### Brief 1
Filter the entries below and copy out every line that contains the string "point". Treat uppercase and lowercase letters as different.

### Document passage
-- Start --

Tuesday, June 28, 2011

Rick Perry for President?

If he runs, he'll be exposed as the governor without any clothes. Here's a summary from the New Republic. The "economic miracle" that is Texas relies on stimulus money and a set of intrusive regulations that prevented a housing bubble. Plus lucky geography--all that oil and gas.

What's the Real Gain from Pain?

From an article by Paul Krugman in Slate, January 15, 1999. Krugman was way out in front of most commentators, mainly because he understands economic theory and economic history.

In short, in Japan today--and perhaps in the United States tomorrow--behind many of the arguments about why we can't monetize our way out of a recession lies the belief that pain is good, that it builds a stronger economy. Well, let Keynes have the last word: "It is a grave criticism of our way of managing our economic affairs, that this should seem to anyone like a reasonable proposal."

-- End --

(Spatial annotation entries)
-- Start --

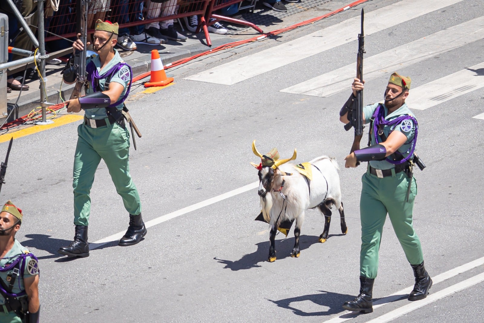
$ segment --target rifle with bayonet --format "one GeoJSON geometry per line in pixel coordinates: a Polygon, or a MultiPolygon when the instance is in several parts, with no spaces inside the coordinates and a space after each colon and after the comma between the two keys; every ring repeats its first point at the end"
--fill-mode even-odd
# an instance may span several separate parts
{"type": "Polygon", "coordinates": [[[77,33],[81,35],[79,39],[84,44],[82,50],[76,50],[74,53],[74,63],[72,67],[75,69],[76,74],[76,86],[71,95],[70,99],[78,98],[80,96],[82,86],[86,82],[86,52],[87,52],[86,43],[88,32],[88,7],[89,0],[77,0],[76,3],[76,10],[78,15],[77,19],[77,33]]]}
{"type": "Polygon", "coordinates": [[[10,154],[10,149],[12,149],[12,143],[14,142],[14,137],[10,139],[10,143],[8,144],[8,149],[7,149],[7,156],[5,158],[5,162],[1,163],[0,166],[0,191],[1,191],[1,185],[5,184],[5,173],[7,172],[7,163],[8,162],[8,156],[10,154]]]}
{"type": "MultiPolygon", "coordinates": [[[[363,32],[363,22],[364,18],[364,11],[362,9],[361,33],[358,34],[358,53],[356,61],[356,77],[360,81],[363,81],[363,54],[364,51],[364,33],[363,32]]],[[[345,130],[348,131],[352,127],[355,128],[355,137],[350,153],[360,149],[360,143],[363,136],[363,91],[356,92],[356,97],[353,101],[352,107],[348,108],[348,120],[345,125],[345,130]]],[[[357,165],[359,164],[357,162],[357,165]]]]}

-- End --
-- Start --

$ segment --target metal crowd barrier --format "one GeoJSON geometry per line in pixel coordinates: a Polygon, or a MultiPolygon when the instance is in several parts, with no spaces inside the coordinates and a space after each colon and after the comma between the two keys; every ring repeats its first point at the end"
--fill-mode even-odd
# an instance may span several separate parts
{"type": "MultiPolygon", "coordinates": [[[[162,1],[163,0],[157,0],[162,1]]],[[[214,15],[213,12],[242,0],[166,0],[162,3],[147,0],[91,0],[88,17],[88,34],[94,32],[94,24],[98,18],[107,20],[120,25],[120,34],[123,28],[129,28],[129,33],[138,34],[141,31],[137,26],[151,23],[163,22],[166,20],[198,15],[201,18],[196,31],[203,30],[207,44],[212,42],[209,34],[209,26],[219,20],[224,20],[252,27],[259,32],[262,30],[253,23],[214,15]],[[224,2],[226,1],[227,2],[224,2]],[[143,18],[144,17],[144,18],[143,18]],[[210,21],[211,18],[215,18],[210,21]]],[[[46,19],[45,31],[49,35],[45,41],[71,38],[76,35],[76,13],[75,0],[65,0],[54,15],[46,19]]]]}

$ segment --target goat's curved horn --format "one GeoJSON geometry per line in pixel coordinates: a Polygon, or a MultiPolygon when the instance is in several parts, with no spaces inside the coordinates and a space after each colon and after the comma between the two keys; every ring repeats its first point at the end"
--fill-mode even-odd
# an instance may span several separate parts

-- End --

### Brief 2
List every person named in the blog post above.

### Final answer 1
$ segment --target rifle with bayonet --format "one GeoJSON geometry per line in pixel coordinates: a Polygon, or a MultiPolygon when the instance is in several parts, with no spaces inside the coordinates and a space after each colon and after the comma between the two keys; every ring repeats its first point at the end"
$ segment --target metal crowd barrier --format "one GeoJSON geometry per line in pixel coordinates: a Polygon, or a MultiPolygon when the instance is in several parts, with no spaces inside the coordinates and a space after each colon and after the comma between the two keys; every ring repeats its first point at the end"
$ segment --target goat's curved horn --format "one GeoJSON geometry per line in pixel coordinates: a Polygon, or a MultiPolygon when the instance is in several parts, with no spaces inside the coordinates and a space after each colon and after the comma between the two keys; every ring repeats its first point at the end"

### Final answer 2
Rick Perry, Paul Krugman, Keynes